“Amar é faculdade, cuidar é
dever.” Com essa frase, da ministra Nancy Andrighi, a Terceira Turma do
Superior Tribunal de Justiça (STJ) asseverou ser possível exigir indenização
por dano moral decorrente de abandono afetivo pelos pais. A decisão é inédita. Em
2005, a Quarta Turma do STJ, que também analisa o tema, havia rejeitado a
possibilidade de ocorrência de dano moral por abandono afetivo.
No caso mais recente, a autora
entrou com ação contra o pai, após ter obtido reconhecimento judicial da
paternidade, por ter sofrido abandono material e afetivo durante a infância e
adolescência. Na primeira instância, o pedido foi julgado improcedente, tendo o
juiz entendido que o distanciamento se deveu ao comportamento agressivo da mãe
em relação ao pai.
Ilícito
não indenizável
O Tribunal de Justiça de São
Paulo (TJSP), porém, reformou a sentença. Em apelação, afirmou que o pai era
“abastado e próspero” e reconheceu o abandono afetivo. A compensação pelos
danos morais foi fixada em R$ 415 mil.
No STJ, o pai alegou violação
a diversos dispositivos do Código Civil e divergência com outras decisões do
tribunal. Ele afirmava não ter abandonado a filha. Além disso, mesmo que
tivesse feito isso, não haveria ilícito indenizável. Para ele, a única punição
possível pela falta com as obrigações paternas seria a perda do poder familiar.
Dano
familiar
Para a ministra, porém, não há
por que excluir os danos decorrentes das relações familiares dos ilícitos civis
em geral. “Muitos, calcados em axiomas que se focam na existência de
singularidades na relação familiar – sentimentos e emoções –, negam a
possibilidade de se indenizar ou compensar os danos decorrentes do
descumprimento das obrigações parentais a que estão sujeitos os genitores”,
afirmou.
“Contudo, não existem restrições
legais à aplicação das regras relativas à responsabilidade civil e o
consequente dever de indenizar/compensar, no direito de família”, completou a
ministra Nancy. Segundo ela, a interpretação técnica e sistemática do Código
Civil e da Constituição Federal apontam que o tema dos danos morais é tratado
de forma ampla e irrestrita, regulando inclusive “os intrincados meandros das
relações familiares”.
Liberdade
e responsabilidade
A ministra apontou que, nas
relações familiares, o dano moral pode envolver questões extremamente
subjetivas, como afetividade, mágoa, amor e outros. Isso tornaria bastante
difícil a identificação dos elementos que tradicionalmente compõem o dano moral
indenizável: dano, culpa do autor e nexo causal.
Porém, ela entendeu que a par
desses elementos intangíveis, existem relações que trazem vínculos objetivos,
para os quais há previsões legais e constitucionais de obrigações mínimas. É o
caso da paternidade.

───

* Objetivos
- a) Liste os elementos que, segundo a notícia sobre abandono afetivo, tradicionalmente compõem o dano moral indenizável.
- b) Retorne, sem alterações, a parte da notícia sobre abandono afetivo que se abre com as palavras contendo "No STJ, o pai" e se fecha com "do poder familiar.".
- c) Retome a notícia sobre abandono afetivo e dê continuidade ao texto a partir da última frase apresentada.
As linhas abaixo têm origem em outra fonte.

* Dados disponíveis
───

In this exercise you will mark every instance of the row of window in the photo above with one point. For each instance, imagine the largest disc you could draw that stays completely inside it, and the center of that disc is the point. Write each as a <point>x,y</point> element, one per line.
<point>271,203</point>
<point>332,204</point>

───

* Respostas por tarefa
- a) Dano, culpa do autor e nexo causal.

- b)
No STJ, o pai alegou violação
a diversos dispositivos do Código Civil e divergência com outras decisões do
tribunal. Ele afirmava não ter abandonado a filha. Além disso, mesmo que
tivesse feito isso, não haveria ilícito indenizável. Para ele, a única punição
possível pela falta com as obrigações paternas seria a perda do poder familiar.

- c)
Segundo a ministra, o vínculo
– biológico ou autoimposto, por adoção – decorre sempre de ato de vontade do
agente, acarretando a quem contribuiu com o nascimento ou adoção a
responsabilidade por suas ações e escolhas. À liberdade de exercício das ações
humanas corresponde a responsabilidade do agente pelos ônus decorrentes,
entendeu a relatora.
Dever
de cuidar
“Sob esse aspecto,
indiscutível o vínculo não apenas afetivo, mas também legal que une pais e
filhos, sendo monótono o entendimento doutrinário de que, entre os deveres
inerentes ao poder familiar, destacam-se o dever de convívio, de cuidado, de
criação e educação dos filhos, vetores que, por óbvio, envolvem a necessária
transmissão de atenção e o acompanhamento do desenvolvimento sócio-psicológico
da criança”, explicou.
“E é esse vínculo que deve ser
buscado e mensurado, para garantir a proteção do filho quando o sentimento for
tão tênue a ponto de não sustentar, por si só, a manutenção física e psíquica
do filho, por seus pais – biológicos ou não”, acrescentou a ministra Nancy.
Para a relatora, o cuidado é um
valor jurídico apreciável e com repercussão no âmbito da responsabilidade
civil, porque constitui fator essencial – e não acessório – no desenvolvimento
da personalidade da criança. “Nessa linha de pensamento, é possível se afirmar
que tanto pela concepção, quanto pela adoção, os pais assumem obrigações
jurídicas em relação à sua prole, que vão além daquelas chamadas necessarium
vitae”, asseverou.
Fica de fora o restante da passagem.